● **Task 1**
In the blog post, what time did the writer leave the house to drive to the airport?
● **Task 2**
Echo the blog post from "John came home" up to and including "feel that way.".
● **Task 3**
Using only the reasons the blog post gives, explain what caused the writer's depression on that day.

═══ Provided text

Wednesday, September 30, 2015

A Blue Day


Today is a gloomy, cloudy day. Even Pikes Peak has the blues.
But I don’t. And that makes me smile!

A month ago, the weather would have affected me and I would have been down in the dumps. But, my Vitamin D levels must be where they need to be and therapy is obviously working. I feel normal and engaged in life without any depression today. Hallelujah!

This doesn’t mean I never have a blue day anymore. In fact, I had one a little over a week ago on a sunny day. And I learned something from it.

When we are recovering from depression, a down day can make us think, “Here I go again, back into depression. Will it ever go away?”

My therapist explained that the brain remembers the path it’s been down to depression, and once it has been down that path, it’s easier for the brain to go there. But, it doesn’t have to stay there.

On the day I was depressed, I left my house at 6:00 a.m. to take a friend of a friend to the airport in Colorado Springs. I was a little bit anxious about driving because I hadn’t driven to the Springs airport in many years. Everything went fine and I was home by 8:00 a.m. I sat down and fell asleep, woke up at 9:00 and felt blah. Kate left the house to go somewhere with a friend. I felt a little more blah.

By 10:00, I was just plain depressed. I did the things I know to do to cope with depression. I ate breakfast and lunch. Took my vitamins and supplements. Spent some time with God in silence and prayer. Got outside and took a walk enjoying the sunshine. But, the cloud of depression didn’t lift.

I thought, “Okay. Today I am depressed. So, I’ll just be depressed.”

And that’s what I did. I gave myself the grace I needed to accept that I would be depressed that day. I realized that going to the airport early that morning threw me off and had made me anxious. Kate’s leaving when I’d thought she’d be home had made me feel lonely.

I did what needed done that day and didn’t worry about what didn’t get done. I felt the depression and lived with it. I didn’t make it out to be worse than it was and I didn’t panic because I felt depressed.  Later in the afternoon, I watched a movie, something I don’t do very often by myself. But I enjoyed it and didn’t lay on the guilt for watching it.

John came home from work and Kate came home. I related that I’d been pretty depressed, but I didn’t run myself down for it. Just said that’s the way it was. Hopefully, the next day I’d be normal again.

I got a good night’s sleep and woke up the next morning feeling fine.
    
Looking back, the one thing I would do differently is call a friend and go out for lunch. That may have helped my loneliness and bumped me out of depression.

Accepting a day of depression seemed to take the power away from the depression. If I accepted it, I didn’t have to feed it with feelings of unworthiness or worthlessness. I examined my emotions and understood why I felt the way I did and it is okay to feel that way.

A blue day can be just that—a blue day. Nothing more, nothing less.

══════
═══ Information given

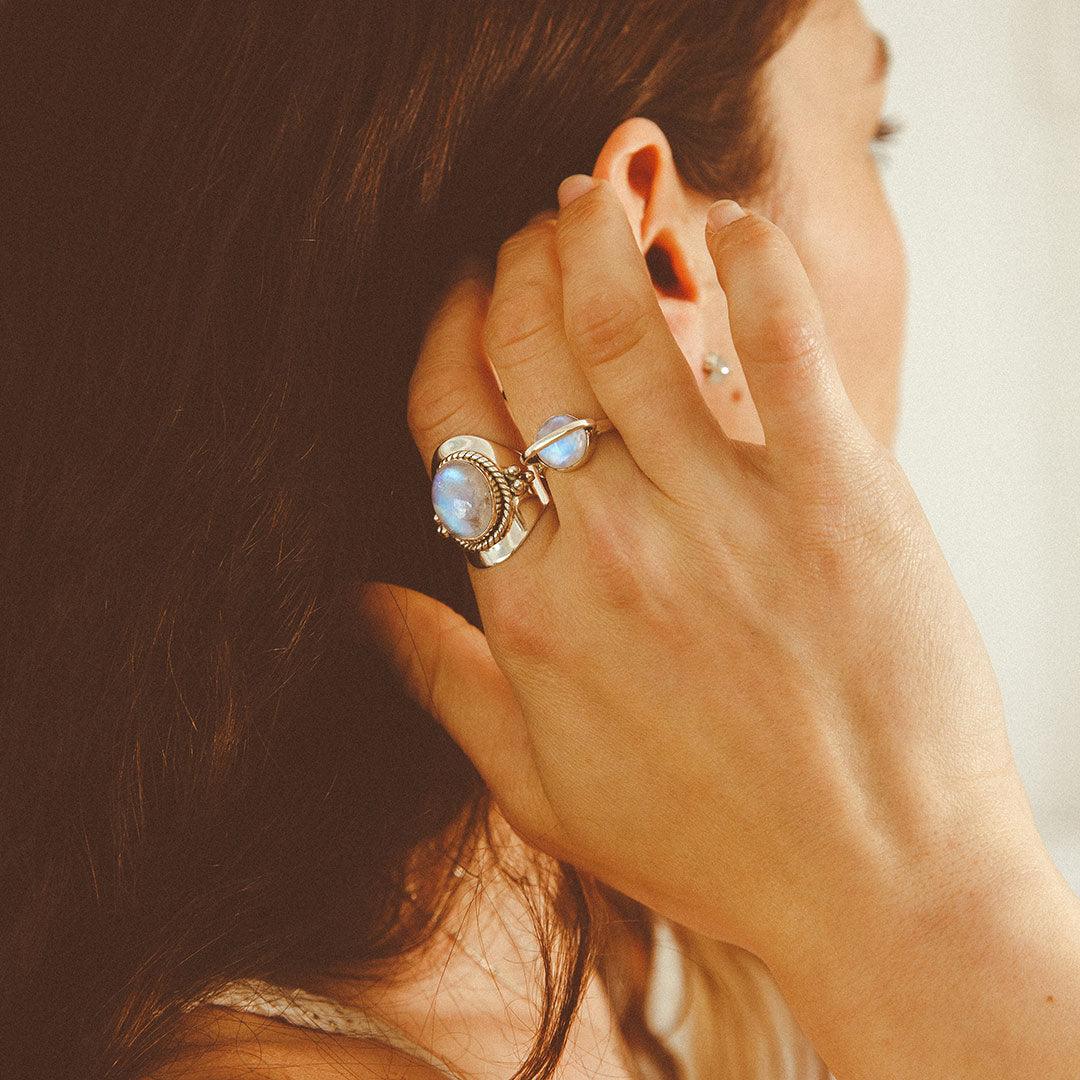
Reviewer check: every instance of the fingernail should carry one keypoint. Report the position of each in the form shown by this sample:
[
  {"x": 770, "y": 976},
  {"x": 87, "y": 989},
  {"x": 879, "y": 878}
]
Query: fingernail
[
  {"x": 572, "y": 188},
  {"x": 724, "y": 213}
]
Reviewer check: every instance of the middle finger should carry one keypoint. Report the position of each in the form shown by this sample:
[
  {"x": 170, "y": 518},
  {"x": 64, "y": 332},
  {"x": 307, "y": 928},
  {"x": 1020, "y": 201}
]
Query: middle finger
[{"x": 525, "y": 339}]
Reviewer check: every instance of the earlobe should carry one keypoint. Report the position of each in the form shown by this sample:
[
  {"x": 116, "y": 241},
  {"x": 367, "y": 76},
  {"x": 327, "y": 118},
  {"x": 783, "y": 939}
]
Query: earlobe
[{"x": 636, "y": 160}]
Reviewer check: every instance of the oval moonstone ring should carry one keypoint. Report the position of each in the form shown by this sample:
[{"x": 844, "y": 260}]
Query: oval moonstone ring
[{"x": 485, "y": 498}]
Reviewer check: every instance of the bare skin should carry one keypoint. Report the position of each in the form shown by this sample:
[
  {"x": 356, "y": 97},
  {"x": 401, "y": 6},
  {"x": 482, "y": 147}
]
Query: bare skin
[{"x": 859, "y": 822}]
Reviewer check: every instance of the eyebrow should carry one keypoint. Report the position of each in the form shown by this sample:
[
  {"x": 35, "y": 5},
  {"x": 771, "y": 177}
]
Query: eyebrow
[{"x": 882, "y": 59}]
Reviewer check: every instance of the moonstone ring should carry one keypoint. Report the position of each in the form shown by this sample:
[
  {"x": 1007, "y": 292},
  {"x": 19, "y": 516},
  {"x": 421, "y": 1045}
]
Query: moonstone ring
[
  {"x": 485, "y": 497},
  {"x": 564, "y": 442}
]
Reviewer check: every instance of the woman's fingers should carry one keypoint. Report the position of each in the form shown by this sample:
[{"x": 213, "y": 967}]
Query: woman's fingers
[
  {"x": 453, "y": 390},
  {"x": 524, "y": 333},
  {"x": 779, "y": 333},
  {"x": 446, "y": 667},
  {"x": 621, "y": 341}
]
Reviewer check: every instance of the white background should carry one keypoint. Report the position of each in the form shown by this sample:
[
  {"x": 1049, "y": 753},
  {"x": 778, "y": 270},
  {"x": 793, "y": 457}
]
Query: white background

══════

● **Response 1**
6:00 a.m.

● **Response 2**
John came home from work and Kate came home. I related that I’d been pretty depressed, but I didn’t run myself down for it. Just said that’s the way it was. Hopefully, the next day I’d be normal again.

I got a good night’s sleep and woke up the next morning feeling fine.
    
Looking back, the one thing I would do differently is call a friend and go out for lunch. That may have helped my loneliness and bumped me out of depression.

Accepting a day of depression seemed to take the power away from the depression. If I accepted it, I didn’t have to feed it with feelings of unworthiness or worthlessness. I examined my emotions and understood why I felt the way I did and it is okay to feel that way.

● **Response 3**
The early-morning trip to the airport in Colorado Springs threw the writer off and caused anxiety. Kate leaving when the writer had expected her to be home caused loneliness.